* Entries provided
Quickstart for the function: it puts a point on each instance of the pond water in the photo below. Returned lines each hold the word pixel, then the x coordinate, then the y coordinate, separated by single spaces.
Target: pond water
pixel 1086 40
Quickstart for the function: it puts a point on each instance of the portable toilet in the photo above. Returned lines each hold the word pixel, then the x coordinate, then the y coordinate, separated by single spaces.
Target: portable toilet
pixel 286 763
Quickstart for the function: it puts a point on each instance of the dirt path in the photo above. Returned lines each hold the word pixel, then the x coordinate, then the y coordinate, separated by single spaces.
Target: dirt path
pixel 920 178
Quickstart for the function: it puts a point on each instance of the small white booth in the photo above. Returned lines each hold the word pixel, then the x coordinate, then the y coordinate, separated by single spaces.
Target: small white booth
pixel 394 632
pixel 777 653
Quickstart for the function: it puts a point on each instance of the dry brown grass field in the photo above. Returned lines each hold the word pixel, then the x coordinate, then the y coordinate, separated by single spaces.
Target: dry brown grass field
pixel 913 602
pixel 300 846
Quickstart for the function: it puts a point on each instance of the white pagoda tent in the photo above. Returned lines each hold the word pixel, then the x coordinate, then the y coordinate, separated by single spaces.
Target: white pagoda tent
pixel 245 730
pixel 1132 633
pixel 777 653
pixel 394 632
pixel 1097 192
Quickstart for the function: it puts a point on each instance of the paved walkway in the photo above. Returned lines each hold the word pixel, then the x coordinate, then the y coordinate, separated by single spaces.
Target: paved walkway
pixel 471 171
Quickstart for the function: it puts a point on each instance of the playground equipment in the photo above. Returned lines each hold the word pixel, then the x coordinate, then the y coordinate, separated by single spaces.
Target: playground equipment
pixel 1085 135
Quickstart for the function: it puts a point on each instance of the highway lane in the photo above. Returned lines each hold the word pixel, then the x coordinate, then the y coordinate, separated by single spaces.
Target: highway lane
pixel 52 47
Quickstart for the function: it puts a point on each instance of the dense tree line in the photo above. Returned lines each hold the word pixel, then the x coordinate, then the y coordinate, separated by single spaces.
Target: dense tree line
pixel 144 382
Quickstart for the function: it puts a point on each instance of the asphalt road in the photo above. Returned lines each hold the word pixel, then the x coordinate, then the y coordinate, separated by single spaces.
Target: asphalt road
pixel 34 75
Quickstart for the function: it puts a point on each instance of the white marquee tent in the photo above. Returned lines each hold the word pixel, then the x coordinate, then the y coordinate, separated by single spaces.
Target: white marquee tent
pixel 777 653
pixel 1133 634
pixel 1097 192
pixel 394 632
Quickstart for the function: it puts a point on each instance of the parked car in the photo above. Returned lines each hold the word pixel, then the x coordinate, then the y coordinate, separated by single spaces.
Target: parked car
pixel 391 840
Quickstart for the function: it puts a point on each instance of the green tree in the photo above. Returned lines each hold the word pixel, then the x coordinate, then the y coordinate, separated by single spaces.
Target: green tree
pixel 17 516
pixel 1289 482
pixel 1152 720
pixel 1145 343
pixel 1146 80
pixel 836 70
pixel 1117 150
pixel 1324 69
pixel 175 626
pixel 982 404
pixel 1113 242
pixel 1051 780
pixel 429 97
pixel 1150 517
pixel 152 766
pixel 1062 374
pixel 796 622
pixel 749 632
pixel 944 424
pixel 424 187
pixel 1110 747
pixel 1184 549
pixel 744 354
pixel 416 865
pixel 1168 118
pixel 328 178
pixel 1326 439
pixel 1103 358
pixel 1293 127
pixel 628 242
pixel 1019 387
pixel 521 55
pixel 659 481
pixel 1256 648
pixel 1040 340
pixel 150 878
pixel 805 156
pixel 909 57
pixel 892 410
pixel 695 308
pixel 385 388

* Stated exercise
Every line from the line containing "of the dense" to the last line of the material above must be repeated exactly, and no other line.

* Task result
Quickstart for the function: it puts a point on each instance of the dense tree line in the photo above. Returned lines each hold the word pixel, then the x coordinate, then the y coordinate, separated by single spaces.
Target: dense tree line
pixel 144 382
Quickstart for the function: it puts a point on each instance of the asphalt road in the photo above. Returned lines each hold the word pixel, then the x coordinate, then the y coordinate, separated by single spaces.
Target: asphalt road
pixel 34 75
Quickstart for the function: it puts a point on each instance of the white marquee tent in the photo above. Returned lines each hold the word pixel, then the x coordinate, then the y coordinate, separated by single spaces.
Target: white marquee tent
pixel 777 653
pixel 1133 634
pixel 1097 192
pixel 394 632
Quickstart for the function: it puts a point on each instance of the parked car in the photo above. Returned lines each hold the word pixel, then the x coordinate, then the y coordinate, separated by single spaces.
Target: parked car
pixel 391 840
Quickstart for the function: it puts a point on each instance of the green tree in the photo above. Returned lines each hold the word pixel, then the x coordinate, then the y coordinate, separated by single spaces.
Target: green tree
pixel 17 516
pixel 1289 482
pixel 1152 720
pixel 1145 343
pixel 1146 80
pixel 836 70
pixel 1117 150
pixel 1324 69
pixel 175 626
pixel 982 404
pixel 1113 242
pixel 1051 780
pixel 429 97
pixel 1150 517
pixel 152 766
pixel 1062 374
pixel 796 622
pixel 749 632
pixel 944 424
pixel 424 187
pixel 1110 747
pixel 1184 549
pixel 744 354
pixel 416 865
pixel 1168 118
pixel 328 178
pixel 1326 439
pixel 1103 358
pixel 1293 127
pixel 628 242
pixel 1019 387
pixel 521 55
pixel 659 481
pixel 1256 648
pixel 1040 340
pixel 150 878
pixel 805 156
pixel 909 57
pixel 892 410
pixel 695 308
pixel 385 388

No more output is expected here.